EXTRACTED MATERIAL:
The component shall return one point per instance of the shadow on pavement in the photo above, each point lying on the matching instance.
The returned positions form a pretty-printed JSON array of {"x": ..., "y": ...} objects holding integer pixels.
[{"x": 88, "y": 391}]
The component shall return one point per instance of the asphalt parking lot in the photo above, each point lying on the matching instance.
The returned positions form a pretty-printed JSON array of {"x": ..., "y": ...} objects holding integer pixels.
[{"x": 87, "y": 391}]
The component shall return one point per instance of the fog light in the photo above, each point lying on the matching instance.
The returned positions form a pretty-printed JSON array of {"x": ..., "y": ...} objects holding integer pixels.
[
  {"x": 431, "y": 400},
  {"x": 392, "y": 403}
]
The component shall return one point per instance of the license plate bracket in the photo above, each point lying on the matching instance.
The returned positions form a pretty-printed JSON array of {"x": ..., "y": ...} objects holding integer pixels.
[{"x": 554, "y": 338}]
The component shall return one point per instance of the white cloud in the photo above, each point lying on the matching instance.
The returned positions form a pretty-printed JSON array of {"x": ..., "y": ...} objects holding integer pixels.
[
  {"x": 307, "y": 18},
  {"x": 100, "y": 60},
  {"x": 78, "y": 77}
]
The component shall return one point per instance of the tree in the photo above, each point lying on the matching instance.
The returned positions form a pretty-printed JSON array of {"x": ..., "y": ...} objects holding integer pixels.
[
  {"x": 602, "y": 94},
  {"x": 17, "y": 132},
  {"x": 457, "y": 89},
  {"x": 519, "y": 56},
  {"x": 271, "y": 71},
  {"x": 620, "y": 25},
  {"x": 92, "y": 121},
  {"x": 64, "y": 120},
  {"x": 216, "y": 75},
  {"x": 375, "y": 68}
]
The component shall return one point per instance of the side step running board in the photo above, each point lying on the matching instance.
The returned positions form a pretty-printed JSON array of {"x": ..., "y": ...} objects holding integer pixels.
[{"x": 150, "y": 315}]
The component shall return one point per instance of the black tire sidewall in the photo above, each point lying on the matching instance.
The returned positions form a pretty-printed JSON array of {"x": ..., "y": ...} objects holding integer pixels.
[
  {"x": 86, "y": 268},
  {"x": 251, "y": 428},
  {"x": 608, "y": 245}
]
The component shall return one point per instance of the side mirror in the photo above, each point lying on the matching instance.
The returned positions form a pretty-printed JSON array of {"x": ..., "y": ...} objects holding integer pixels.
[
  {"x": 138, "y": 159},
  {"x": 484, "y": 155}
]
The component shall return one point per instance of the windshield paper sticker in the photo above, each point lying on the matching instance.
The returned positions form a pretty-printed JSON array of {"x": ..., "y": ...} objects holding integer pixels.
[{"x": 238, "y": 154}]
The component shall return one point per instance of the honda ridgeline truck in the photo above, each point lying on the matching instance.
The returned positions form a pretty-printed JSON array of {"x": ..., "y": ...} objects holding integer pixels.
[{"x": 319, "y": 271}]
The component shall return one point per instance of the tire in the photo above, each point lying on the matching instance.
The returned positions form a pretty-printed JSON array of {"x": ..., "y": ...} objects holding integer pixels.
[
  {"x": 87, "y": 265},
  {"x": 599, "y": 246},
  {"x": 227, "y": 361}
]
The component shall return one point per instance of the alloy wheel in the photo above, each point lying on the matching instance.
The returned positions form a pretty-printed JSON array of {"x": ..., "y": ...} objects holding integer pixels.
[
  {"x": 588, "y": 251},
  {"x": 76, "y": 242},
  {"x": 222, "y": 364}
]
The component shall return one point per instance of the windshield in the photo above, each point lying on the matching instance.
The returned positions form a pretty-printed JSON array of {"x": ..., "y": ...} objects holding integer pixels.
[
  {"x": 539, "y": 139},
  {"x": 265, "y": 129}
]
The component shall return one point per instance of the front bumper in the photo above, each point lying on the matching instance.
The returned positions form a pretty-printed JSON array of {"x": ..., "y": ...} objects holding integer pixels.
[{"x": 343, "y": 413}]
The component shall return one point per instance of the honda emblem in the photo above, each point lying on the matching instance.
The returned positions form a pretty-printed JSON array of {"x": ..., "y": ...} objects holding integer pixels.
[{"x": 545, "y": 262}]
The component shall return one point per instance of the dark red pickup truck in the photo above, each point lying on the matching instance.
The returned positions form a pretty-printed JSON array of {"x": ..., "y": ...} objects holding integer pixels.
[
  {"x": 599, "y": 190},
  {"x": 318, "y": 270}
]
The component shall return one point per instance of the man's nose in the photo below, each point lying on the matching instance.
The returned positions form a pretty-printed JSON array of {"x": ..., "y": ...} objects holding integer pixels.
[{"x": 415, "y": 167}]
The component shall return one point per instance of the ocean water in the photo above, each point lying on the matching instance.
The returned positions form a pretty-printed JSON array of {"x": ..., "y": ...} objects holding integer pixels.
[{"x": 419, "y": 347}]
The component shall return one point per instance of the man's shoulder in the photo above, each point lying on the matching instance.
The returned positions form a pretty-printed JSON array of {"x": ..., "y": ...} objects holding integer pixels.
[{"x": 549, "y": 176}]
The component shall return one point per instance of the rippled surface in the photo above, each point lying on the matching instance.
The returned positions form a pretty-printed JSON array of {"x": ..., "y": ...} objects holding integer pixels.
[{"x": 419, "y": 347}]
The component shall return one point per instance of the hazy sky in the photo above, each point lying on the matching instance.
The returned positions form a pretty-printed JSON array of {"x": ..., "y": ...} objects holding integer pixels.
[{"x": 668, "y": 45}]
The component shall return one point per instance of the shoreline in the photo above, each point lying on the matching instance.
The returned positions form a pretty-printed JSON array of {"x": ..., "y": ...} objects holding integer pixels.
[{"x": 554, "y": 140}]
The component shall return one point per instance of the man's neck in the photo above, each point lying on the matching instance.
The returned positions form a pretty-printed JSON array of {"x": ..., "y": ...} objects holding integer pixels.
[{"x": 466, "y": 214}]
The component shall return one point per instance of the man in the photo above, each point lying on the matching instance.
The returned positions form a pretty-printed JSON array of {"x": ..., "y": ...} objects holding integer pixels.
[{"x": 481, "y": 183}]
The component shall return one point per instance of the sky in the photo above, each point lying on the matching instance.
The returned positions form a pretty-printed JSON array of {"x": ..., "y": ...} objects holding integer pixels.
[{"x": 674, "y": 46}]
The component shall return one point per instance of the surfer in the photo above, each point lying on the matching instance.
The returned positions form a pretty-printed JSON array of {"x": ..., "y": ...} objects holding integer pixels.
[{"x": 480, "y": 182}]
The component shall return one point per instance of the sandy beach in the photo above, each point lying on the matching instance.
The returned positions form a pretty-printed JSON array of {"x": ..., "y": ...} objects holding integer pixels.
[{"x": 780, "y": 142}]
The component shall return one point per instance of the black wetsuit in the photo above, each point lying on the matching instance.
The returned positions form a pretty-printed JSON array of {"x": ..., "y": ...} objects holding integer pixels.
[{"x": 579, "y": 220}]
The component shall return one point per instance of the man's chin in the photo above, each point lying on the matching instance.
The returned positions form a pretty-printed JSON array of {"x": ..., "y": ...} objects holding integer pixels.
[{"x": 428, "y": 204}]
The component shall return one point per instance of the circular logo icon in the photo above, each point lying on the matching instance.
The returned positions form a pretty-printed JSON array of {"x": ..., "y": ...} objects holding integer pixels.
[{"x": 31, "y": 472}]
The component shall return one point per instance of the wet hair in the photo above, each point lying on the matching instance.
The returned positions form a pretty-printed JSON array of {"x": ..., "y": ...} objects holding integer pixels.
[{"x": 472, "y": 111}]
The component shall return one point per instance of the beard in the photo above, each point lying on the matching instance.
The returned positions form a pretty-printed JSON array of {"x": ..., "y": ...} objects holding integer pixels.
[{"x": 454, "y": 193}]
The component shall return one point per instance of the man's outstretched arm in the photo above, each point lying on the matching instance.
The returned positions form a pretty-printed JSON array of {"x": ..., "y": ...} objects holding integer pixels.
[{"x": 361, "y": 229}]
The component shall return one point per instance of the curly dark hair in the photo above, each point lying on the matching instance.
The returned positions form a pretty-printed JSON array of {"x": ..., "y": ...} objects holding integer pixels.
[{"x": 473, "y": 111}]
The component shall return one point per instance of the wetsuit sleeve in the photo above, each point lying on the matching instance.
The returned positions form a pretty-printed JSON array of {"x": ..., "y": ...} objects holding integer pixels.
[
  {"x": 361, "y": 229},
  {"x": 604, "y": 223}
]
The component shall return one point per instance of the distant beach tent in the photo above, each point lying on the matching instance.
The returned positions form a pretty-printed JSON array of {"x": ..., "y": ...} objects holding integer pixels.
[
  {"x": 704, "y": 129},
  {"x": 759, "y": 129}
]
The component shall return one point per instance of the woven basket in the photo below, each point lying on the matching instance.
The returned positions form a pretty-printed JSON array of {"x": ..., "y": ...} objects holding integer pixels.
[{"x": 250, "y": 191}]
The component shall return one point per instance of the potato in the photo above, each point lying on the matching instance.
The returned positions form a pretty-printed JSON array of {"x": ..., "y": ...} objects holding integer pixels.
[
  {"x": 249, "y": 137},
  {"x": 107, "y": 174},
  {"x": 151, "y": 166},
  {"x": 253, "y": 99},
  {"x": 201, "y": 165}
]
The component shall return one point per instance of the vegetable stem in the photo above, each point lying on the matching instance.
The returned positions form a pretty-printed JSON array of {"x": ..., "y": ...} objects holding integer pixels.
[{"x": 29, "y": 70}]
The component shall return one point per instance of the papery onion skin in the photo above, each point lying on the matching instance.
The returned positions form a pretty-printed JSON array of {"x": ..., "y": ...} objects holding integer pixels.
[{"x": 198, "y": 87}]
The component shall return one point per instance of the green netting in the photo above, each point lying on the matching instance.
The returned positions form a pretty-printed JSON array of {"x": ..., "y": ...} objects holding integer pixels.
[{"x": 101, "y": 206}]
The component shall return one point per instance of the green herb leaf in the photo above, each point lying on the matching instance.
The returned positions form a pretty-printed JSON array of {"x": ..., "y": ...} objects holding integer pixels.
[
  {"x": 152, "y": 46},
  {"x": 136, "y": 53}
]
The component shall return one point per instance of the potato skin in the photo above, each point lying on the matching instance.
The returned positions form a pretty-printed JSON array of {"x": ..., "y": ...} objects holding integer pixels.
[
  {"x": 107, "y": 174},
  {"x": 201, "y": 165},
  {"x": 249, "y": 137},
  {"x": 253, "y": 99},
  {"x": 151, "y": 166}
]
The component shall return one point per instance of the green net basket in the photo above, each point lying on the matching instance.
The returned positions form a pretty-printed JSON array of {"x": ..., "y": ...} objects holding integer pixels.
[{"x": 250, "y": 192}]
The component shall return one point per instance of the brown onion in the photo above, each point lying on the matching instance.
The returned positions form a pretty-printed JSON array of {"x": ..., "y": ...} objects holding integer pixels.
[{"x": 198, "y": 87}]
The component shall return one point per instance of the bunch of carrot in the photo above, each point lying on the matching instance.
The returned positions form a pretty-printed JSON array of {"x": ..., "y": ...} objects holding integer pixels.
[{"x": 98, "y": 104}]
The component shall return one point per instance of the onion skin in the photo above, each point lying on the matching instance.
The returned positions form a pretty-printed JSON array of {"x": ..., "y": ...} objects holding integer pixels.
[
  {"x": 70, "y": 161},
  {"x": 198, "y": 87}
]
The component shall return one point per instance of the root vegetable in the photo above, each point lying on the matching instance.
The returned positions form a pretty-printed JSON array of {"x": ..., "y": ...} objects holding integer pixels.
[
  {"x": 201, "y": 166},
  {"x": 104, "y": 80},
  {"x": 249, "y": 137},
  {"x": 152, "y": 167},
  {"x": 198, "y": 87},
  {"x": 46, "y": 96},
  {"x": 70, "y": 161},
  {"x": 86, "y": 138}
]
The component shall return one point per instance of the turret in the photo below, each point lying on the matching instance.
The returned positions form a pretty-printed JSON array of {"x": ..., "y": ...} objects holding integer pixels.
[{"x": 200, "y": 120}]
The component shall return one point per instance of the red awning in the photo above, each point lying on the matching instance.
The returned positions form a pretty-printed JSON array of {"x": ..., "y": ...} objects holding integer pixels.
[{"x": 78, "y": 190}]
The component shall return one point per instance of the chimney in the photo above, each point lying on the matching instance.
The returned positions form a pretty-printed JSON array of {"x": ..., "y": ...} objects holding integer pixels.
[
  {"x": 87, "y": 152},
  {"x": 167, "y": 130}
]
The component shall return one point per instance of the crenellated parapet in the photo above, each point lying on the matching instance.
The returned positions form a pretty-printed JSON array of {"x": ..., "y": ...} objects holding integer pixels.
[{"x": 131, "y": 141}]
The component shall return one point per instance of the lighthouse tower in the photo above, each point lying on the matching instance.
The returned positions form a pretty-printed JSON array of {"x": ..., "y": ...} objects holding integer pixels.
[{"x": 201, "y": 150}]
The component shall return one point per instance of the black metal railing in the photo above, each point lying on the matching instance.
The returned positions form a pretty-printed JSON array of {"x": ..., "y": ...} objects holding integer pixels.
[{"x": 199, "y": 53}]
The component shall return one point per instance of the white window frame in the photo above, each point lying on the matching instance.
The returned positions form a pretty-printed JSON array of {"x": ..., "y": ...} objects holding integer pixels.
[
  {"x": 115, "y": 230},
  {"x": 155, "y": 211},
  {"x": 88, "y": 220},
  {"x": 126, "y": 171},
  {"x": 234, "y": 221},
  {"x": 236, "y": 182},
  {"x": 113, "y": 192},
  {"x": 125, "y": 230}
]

WHAT TO PRODUCE: Can you put the lines from the one containing "the white window" through the end of the rows into a Markdown table, leaving out blank lines, with a "No." column for the row number and a "Line" column for the line itself?

REPLY:
| No. | Line |
|---|---|
| 1 | The component shall return one point per instance of the white window frame in the photo above, each point lying on the matching instance. |
| 2 | The returned positions form a pretty-printed JSON array of {"x": ..., "y": ...} objects holding integer pixels. |
| 3 | [ |
| 4 |   {"x": 115, "y": 230}, |
| 5 |   {"x": 155, "y": 211}, |
| 6 |   {"x": 88, "y": 220}, |
| 7 |   {"x": 126, "y": 171}, |
| 8 |   {"x": 234, "y": 221}, |
| 9 |   {"x": 236, "y": 182}, |
| 10 |   {"x": 113, "y": 192}, |
| 11 |   {"x": 125, "y": 230} |
| 12 | ] |